## [To do]
Count the lines in the records below that contain the word "above". Reply with the number alone.

## [The data]
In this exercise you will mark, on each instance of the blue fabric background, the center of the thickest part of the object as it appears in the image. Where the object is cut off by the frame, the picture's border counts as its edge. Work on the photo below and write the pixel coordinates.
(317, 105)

--

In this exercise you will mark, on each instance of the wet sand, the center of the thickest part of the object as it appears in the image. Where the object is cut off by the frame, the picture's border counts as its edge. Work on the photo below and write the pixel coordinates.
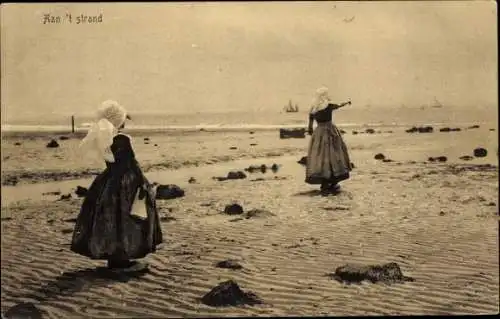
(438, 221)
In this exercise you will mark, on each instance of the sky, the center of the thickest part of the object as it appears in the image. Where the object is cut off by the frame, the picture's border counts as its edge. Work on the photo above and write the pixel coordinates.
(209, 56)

--

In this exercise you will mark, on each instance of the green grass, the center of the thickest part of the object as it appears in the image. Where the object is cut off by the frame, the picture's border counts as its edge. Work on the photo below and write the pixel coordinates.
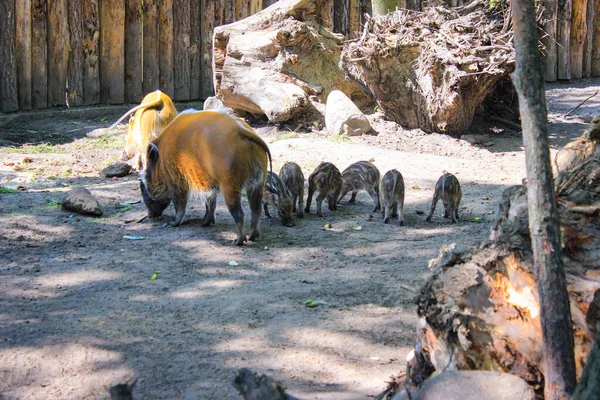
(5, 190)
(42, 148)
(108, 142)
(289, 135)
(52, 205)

## [Result for this exercise]
1